BEGIN

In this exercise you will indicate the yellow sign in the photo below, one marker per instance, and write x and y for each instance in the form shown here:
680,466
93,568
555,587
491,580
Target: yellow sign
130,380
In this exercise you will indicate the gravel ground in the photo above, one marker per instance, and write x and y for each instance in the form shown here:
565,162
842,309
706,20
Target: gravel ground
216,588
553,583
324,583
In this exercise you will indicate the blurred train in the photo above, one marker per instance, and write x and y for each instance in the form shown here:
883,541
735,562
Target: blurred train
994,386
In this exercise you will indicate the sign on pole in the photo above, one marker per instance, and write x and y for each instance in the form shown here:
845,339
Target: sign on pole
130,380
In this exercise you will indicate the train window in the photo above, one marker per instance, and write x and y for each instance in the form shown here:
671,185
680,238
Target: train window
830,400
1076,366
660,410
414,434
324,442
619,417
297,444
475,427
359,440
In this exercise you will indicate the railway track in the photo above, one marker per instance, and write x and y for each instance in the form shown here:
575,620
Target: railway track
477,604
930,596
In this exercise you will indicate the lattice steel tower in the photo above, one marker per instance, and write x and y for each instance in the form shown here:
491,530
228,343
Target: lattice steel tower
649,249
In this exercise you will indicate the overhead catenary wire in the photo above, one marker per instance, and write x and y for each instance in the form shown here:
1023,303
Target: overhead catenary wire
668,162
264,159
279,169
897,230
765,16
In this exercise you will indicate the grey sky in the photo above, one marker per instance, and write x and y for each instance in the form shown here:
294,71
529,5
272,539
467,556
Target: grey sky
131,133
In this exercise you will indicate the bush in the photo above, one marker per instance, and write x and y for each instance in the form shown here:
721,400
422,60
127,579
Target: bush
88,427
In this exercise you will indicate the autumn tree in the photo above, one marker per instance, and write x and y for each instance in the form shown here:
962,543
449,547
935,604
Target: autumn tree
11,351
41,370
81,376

END

WHAT YOU HAVE TO DO =>
Convert the material above into a JSON list of strings, one string per line, from the line with "In this exercise you will indicate the grey" through the last line of the material, both included, leaving out blank lines.

OUTPUT FOR THIS TASK =>
[
  "In this exercise you will indicate the grey sky in the photo above, one marker per instance, and write x and y for each instance in the form shown here:",
  "294,71",
  "529,5",
  "272,539",
  "467,556",
  "Target: grey sky",
  "131,133",
  "In this exercise you will indicate the bush in the photo above, one marker per instance, and write x and y for each instance in the form shown here:",
  "721,400",
  "422,60",
  "127,579",
  "Target: bush",
  "88,427",
  "In this exercise you will indicate the autumn tree in the photo above, one marker per instance, and write x and y for each instance in the form shown here:",
  "962,543",
  "449,547",
  "935,604",
  "Target: autumn tree",
  "11,351",
  "41,370",
  "81,376"
]